> **WHAT IS NEEDED**
Reproduce verbatim, line by line, everything from the line containing "rough mask: <svg" to the last line of the listing below; add nothing.

> **DATA SUPPLIED**
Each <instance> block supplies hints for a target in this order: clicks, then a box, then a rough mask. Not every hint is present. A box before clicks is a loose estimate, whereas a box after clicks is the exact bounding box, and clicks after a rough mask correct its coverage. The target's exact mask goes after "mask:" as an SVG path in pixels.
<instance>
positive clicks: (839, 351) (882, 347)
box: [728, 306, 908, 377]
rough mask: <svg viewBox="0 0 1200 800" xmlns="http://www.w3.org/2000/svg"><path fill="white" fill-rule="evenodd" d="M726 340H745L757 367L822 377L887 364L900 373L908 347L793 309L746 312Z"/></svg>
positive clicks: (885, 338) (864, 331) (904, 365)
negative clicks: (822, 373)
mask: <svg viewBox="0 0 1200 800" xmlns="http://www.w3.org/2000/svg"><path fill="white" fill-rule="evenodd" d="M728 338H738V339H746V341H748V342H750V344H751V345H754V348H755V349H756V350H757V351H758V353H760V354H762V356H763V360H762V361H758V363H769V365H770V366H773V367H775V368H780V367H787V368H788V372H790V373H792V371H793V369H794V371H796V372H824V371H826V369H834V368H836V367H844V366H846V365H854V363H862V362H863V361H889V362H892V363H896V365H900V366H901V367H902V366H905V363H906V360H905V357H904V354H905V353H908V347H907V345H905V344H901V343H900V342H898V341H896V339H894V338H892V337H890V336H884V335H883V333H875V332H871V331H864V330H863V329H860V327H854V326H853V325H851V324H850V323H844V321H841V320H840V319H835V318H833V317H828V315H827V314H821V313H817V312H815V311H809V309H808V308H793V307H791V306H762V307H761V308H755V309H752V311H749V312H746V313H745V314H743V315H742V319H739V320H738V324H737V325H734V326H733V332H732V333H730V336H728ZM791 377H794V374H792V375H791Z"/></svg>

> **WRITTEN SOLUTION**
rough mask: <svg viewBox="0 0 1200 800" xmlns="http://www.w3.org/2000/svg"><path fill="white" fill-rule="evenodd" d="M726 340H745L757 367L822 377L887 364L900 373L908 347L793 309L746 312Z"/></svg>
positive clicks: (885, 338) (864, 331) (904, 365)
negative clicks: (822, 373)
mask: <svg viewBox="0 0 1200 800" xmlns="http://www.w3.org/2000/svg"><path fill="white" fill-rule="evenodd" d="M728 338H738V339H746V341H748V342H750V344H751V345H754V348H755V349H756V350H757V351H758V353H760V354H762V356H763V360H762V361H758V363H769V365H770V366H773V367H775V368H780V367H787V368H788V372H790V373H792V371H793V369H794V371H796V372H824V371H826V369H834V368H836V367H844V366H846V365H854V363H862V362H863V361H889V362H892V363H896V365H900V366H901V367H902V366H905V363H906V360H905V357H904V354H905V353H908V347H907V345H905V344H901V343H900V342H898V341H896V339H894V338H892V337H890V336H884V335H883V333H875V332H871V331H864V330H863V329H860V327H854V326H853V325H851V324H850V323H844V321H841V320H840V319H835V318H833V317H828V315H827V314H821V313H817V312H815V311H809V309H808V308H793V307H791V306H762V307H761V308H755V309H752V311H749V312H746V313H745V314H743V315H742V319H739V320H738V324H737V325H734V326H733V332H732V333H730V336H728ZM791 377H794V374H792V375H791Z"/></svg>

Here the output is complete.